# GIVEN PASSAGE start
Home
 » ISP News » 
Sponsored Links

ISP BT Quietly Culls ADSL Based Unlimited Broadband Packages

Friday, Sep 20th, 2019 (9:41 am) - Score 11,944

As part of this week’s routine check of UK ISP prices we noticed that BT appears to have removed their older pure copper line ADSL / ADSL2+ based unlimited broadband and phone packages from display, which leaves only their FTTC, G.fast and FTTP based “fibre” broadband services on display for new customers.

Packages are sometimes suspended as a temporary measure, most often during or before a major product refresh or when trying to focus take-up toward different services, although in this case we’ve noted that the ADSL based service doesn’t even show up when running through BT’s own availability (pre-order) system, unless you’re in an ADSL-only area. We have reached out to BT in the hope of getting their rationale for the change.

NOTE: The old ADSLMax standard can deliver up to 8Mbps, while ADSL2+ can deliver up to c.20-24Mbps on optimal lines; many people received significantly less.
# GIVEN PASSAGE end
# PROVIDED MATERIAL start
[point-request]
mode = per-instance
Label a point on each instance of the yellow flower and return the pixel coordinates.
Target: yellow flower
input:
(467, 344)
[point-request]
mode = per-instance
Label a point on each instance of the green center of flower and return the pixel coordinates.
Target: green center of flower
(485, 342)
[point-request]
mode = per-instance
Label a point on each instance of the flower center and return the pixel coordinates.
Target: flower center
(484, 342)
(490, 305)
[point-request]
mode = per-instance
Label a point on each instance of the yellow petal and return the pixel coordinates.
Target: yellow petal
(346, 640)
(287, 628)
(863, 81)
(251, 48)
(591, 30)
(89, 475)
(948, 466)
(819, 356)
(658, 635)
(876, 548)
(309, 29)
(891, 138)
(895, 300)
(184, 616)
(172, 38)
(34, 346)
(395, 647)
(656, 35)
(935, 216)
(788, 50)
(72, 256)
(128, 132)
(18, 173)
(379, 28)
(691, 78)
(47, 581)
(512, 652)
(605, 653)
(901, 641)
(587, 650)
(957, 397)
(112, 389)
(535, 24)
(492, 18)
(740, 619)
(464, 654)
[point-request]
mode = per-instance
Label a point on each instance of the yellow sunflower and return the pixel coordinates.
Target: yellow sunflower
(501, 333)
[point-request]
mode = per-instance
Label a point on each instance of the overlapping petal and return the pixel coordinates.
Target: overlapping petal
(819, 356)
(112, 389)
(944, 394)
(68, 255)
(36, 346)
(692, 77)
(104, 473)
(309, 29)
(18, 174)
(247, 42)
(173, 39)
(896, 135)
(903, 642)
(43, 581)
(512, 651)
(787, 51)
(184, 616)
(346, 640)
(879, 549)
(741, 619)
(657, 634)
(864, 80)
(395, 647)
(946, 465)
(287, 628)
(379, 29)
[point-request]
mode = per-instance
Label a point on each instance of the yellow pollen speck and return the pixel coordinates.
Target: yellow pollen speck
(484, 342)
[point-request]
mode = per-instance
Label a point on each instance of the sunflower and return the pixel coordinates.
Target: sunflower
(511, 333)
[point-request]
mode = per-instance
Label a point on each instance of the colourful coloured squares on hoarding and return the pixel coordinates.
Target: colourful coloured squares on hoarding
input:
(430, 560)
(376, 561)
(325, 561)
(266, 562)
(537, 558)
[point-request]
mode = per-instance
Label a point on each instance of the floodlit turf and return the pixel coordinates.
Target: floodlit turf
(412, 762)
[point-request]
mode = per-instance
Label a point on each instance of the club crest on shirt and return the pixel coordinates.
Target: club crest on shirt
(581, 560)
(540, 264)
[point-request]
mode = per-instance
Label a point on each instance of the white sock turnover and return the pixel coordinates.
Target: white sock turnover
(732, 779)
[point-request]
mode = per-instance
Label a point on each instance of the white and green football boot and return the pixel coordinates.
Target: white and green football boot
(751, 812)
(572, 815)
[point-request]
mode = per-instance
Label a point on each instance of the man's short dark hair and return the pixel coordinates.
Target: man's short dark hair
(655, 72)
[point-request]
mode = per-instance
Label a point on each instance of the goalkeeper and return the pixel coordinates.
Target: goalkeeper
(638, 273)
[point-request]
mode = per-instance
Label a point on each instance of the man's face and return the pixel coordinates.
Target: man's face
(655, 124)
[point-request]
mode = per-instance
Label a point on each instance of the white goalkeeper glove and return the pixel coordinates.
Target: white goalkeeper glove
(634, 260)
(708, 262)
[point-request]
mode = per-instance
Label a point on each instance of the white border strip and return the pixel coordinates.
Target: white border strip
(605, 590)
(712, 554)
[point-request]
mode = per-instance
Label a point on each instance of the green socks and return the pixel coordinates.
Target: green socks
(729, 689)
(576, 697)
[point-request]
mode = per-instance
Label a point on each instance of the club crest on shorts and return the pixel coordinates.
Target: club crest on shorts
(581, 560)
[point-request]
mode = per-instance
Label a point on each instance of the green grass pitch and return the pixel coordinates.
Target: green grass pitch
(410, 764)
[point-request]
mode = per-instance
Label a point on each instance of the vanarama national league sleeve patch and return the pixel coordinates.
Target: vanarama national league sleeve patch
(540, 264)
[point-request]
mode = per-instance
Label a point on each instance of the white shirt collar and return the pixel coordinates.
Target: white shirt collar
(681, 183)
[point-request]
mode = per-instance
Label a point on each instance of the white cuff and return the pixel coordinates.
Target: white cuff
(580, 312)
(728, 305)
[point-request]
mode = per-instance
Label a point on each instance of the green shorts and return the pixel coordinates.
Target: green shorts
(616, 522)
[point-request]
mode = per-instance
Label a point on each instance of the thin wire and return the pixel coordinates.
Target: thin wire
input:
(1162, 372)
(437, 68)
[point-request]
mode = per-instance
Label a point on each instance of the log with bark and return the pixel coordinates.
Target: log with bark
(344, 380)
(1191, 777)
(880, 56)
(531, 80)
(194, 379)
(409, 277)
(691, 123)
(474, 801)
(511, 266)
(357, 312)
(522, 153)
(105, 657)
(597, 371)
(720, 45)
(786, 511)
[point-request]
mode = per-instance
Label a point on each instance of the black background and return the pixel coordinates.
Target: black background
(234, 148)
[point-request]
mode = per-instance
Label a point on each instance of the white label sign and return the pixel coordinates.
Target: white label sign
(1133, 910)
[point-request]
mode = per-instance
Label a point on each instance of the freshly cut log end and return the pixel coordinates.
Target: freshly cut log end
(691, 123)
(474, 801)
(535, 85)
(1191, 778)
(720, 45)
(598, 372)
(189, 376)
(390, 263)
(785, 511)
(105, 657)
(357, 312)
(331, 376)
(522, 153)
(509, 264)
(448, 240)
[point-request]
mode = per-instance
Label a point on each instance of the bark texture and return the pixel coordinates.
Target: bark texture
# PROVIDED MATERIAL end
THE TASK: Reproduce the BT broadband article word for word from "As part of this" up to and including "for the change.".

COMPLETE ANSWER:
As part of this week’s routine check of UK ISP prices we noticed that BT appears to have removed their older pure copper line ADSL / ADSL2+ based unlimited broadband and phone packages from display, which leaves only their FTTC, G.fast and FTTP based “fibre” broadband services on display for new customers.

Packages are sometimes suspended as a temporary measure, most often during or before a major product refresh or when trying to focus take-up toward different services, although in this case we’ve noted that the ADSL based service doesn’t even show up when running through BT’s own availability (pre-order) system, unless you’re in an ADSL-only area. We have reached out to BT in the hope of getting their rationale for the change.